WHAT YOU ARE ASKED TO DO:
The listing below contains a span that opens with the line containing "form: x=290 y=56." and closes with the line containing "form: x=126 y=133.". Return that span exactly.

====================

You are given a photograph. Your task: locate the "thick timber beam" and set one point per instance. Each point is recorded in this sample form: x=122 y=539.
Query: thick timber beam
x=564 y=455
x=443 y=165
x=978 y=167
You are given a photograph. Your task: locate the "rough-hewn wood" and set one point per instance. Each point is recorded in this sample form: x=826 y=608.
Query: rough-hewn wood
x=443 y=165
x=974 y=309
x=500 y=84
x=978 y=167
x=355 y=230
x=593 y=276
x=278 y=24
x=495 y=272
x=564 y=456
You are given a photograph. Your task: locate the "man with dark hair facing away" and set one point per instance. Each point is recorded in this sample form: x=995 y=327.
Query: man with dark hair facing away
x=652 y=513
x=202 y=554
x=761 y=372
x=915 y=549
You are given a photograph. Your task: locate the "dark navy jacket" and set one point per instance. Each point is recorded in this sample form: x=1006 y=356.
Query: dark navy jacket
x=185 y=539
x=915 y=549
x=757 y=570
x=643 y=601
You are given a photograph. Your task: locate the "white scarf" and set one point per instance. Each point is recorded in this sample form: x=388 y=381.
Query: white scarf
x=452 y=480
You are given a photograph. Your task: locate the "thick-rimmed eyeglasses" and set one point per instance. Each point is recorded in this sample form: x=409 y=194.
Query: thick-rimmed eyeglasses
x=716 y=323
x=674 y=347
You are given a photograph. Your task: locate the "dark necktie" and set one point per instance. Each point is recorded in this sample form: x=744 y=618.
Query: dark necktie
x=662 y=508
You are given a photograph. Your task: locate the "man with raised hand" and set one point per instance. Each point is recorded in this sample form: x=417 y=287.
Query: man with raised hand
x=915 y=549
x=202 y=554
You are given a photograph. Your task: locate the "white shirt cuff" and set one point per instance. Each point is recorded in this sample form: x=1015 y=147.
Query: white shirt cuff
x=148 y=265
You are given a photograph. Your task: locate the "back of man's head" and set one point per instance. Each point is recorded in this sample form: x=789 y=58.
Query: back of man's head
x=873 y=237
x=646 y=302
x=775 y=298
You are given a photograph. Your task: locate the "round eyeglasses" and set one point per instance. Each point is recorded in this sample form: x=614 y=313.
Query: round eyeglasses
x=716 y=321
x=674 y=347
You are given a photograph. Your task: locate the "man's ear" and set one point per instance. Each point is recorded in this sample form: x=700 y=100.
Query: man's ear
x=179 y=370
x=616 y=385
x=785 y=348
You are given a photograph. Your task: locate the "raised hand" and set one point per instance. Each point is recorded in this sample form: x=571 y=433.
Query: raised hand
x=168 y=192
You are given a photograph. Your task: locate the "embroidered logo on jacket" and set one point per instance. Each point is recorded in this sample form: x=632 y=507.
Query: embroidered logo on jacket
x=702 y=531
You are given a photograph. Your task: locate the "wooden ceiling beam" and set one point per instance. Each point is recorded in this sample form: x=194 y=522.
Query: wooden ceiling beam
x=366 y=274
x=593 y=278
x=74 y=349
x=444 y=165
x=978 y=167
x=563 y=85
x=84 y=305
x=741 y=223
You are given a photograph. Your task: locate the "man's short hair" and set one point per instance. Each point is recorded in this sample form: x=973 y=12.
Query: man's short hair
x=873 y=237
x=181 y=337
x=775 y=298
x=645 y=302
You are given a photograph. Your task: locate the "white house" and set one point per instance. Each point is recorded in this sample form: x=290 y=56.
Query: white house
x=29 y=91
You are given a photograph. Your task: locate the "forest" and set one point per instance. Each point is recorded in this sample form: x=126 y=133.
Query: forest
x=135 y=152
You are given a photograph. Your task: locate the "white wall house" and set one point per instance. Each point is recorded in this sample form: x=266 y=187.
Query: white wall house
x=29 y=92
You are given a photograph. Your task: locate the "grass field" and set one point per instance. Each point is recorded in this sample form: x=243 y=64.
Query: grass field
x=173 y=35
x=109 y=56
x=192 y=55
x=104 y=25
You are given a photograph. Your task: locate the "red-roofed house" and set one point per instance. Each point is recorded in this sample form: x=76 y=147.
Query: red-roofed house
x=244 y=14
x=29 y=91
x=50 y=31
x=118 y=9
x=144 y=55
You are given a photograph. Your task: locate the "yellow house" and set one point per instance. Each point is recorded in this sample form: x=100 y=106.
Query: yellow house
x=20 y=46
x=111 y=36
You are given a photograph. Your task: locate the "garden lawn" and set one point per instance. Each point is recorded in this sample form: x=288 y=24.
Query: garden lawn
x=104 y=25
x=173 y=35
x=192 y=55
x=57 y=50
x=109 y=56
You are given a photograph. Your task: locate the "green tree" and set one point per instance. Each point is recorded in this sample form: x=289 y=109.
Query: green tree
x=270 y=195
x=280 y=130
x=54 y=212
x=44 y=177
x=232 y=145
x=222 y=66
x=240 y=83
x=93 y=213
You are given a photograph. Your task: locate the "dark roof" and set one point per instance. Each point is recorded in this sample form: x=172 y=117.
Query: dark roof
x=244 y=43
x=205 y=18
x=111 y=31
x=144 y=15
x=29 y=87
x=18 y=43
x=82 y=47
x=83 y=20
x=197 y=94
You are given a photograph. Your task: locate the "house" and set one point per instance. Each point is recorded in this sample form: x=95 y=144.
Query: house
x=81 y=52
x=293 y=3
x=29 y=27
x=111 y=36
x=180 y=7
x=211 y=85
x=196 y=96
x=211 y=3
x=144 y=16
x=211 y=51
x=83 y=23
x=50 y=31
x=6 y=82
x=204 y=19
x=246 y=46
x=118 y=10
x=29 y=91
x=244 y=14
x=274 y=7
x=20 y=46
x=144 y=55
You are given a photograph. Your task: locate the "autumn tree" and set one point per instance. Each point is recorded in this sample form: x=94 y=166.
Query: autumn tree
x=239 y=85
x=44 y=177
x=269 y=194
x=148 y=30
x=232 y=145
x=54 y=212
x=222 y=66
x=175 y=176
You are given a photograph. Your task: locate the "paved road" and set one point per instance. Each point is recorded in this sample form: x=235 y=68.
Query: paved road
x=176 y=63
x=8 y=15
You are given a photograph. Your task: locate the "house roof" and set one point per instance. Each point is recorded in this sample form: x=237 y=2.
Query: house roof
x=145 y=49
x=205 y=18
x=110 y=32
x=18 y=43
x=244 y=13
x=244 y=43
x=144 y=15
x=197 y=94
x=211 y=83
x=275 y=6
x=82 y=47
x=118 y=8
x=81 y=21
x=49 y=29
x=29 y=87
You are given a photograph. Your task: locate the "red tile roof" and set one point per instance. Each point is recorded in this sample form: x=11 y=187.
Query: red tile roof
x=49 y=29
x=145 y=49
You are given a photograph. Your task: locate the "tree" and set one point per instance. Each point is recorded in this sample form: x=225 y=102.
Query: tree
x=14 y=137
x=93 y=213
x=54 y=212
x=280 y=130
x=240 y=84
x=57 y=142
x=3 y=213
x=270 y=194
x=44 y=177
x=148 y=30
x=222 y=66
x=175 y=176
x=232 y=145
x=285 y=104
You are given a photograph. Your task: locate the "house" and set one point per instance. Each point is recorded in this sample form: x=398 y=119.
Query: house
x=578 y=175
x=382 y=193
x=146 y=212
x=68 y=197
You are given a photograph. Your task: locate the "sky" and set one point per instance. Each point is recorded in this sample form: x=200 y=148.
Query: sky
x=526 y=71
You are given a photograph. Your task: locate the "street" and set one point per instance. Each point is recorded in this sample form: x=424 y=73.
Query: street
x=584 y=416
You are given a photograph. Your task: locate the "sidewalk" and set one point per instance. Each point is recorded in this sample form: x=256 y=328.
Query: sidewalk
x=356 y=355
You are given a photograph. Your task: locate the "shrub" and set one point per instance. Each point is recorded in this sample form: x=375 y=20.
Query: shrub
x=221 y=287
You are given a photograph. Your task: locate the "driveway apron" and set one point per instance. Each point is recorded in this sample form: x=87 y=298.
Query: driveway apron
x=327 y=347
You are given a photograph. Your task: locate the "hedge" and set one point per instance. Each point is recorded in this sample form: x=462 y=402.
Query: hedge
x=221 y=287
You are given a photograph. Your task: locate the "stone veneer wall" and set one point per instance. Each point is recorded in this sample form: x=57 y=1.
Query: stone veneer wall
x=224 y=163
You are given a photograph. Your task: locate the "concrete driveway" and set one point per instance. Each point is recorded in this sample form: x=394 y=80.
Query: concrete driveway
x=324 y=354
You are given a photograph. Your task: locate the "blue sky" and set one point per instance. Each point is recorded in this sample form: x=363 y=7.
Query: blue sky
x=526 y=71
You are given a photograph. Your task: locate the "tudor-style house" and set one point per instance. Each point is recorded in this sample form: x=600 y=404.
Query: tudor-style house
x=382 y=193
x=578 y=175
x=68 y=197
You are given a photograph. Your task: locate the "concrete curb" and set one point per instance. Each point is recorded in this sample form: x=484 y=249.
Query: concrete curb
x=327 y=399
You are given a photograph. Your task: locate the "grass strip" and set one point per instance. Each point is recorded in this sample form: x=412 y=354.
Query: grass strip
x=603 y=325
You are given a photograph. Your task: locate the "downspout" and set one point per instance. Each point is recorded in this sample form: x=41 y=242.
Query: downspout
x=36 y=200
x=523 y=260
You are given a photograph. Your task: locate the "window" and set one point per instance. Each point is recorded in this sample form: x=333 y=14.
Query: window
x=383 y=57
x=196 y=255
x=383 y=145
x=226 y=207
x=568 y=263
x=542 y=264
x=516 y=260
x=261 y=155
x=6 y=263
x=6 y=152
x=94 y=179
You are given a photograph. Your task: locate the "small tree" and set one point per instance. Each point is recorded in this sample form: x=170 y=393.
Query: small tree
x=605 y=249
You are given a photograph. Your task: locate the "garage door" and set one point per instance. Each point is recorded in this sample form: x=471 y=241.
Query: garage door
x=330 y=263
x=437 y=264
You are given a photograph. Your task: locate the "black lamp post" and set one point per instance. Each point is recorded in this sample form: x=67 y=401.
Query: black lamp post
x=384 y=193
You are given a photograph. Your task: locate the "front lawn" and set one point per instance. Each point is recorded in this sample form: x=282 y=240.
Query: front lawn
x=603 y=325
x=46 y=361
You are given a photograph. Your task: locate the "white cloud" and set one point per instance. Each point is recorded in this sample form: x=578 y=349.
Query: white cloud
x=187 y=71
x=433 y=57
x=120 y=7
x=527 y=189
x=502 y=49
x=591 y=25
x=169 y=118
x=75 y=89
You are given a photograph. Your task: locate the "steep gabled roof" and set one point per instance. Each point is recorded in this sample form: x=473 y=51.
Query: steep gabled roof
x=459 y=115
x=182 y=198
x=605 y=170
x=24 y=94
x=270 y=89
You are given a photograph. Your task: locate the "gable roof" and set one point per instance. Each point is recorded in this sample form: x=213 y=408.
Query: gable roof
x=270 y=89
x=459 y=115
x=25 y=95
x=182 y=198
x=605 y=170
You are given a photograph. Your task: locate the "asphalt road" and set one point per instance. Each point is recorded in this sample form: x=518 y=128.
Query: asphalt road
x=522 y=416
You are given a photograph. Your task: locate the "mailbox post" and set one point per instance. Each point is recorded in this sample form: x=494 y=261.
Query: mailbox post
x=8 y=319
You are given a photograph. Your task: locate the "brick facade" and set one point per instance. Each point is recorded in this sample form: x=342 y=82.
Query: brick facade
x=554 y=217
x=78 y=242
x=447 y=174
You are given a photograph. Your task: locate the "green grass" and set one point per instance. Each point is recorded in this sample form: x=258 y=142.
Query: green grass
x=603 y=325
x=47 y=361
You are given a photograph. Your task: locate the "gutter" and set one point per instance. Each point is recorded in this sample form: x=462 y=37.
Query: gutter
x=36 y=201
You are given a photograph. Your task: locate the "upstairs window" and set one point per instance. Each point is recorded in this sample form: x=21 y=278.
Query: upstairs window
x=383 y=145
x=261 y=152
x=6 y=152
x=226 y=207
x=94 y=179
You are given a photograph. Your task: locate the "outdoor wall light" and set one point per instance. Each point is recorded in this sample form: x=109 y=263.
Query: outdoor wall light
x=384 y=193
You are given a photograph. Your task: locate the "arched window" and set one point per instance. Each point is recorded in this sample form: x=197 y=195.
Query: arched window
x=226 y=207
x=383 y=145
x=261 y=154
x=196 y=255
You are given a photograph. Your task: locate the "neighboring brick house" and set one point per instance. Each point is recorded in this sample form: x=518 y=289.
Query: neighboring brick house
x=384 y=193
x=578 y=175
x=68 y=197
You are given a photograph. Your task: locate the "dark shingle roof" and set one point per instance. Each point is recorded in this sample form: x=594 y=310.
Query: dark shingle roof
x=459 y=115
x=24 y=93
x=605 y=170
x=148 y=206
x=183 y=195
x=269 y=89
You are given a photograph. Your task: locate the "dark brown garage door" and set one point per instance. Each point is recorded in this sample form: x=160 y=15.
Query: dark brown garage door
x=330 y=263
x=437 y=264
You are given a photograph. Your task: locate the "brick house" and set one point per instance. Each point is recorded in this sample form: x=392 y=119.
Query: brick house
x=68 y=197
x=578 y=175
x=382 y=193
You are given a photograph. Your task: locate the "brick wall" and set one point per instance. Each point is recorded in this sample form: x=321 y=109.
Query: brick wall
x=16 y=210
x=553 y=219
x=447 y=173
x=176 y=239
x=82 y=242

====================

EXERCISE SOLUTION:
You are given a photograph. Your task: locate the "white house" and set one point per instance. Each point is recorded in this sample form: x=290 y=56.
Query: white house
x=29 y=91
You are given a photograph. Your task: locate the "forest" and set one point per instance. Each point is recorded in this sample form: x=126 y=133.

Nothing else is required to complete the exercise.